EXERCISE: Update the material below by changing every "single-point marking" to "point annotation" and leaving everything else as it is. Omit the pictures from your version.

+++++

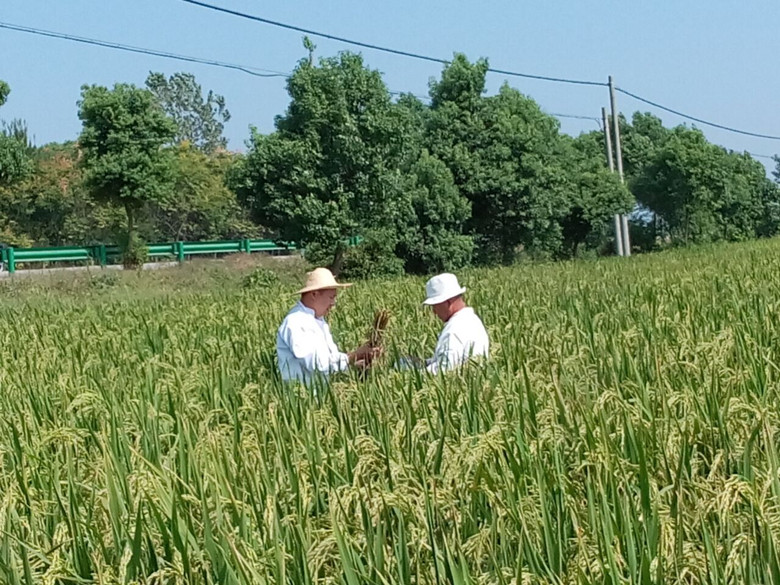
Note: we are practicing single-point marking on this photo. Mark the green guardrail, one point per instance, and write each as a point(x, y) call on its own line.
point(109, 254)
point(103, 254)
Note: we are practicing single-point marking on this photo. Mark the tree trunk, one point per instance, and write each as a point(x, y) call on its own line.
point(129, 254)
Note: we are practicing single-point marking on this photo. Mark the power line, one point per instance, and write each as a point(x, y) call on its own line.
point(244, 69)
point(381, 48)
point(492, 70)
point(46, 33)
point(699, 120)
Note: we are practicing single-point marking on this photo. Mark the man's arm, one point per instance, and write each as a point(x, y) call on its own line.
point(449, 354)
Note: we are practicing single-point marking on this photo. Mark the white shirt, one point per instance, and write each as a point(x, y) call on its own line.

+++++

CORRECT RESULT:
Note: we are practicing point annotation on this photo. Mark the green guardrail, one point per instance, and write each as a point(x, y) call on its own line.
point(109, 254)
point(103, 254)
Note: we are practicing point annotation on this photo. Mark the tree trunk, one point per instance, and write each as a point(x, y) call on its own line.
point(129, 254)
Note: we are practicing point annotation on this photo. Mark the power line, one point per instance, and write each as a point(x, y) call on its own line.
point(244, 69)
point(381, 48)
point(492, 70)
point(46, 33)
point(699, 120)
Note: we are practicing point annotation on this photo. Mark the man's arm, one point per instance, and write each as a point(x, y) call on its own line.
point(449, 354)
Note: we are practicing point annotation on this photo. Mark the white shirt, one point per instance, and write each as a point(x, y) call on its own line.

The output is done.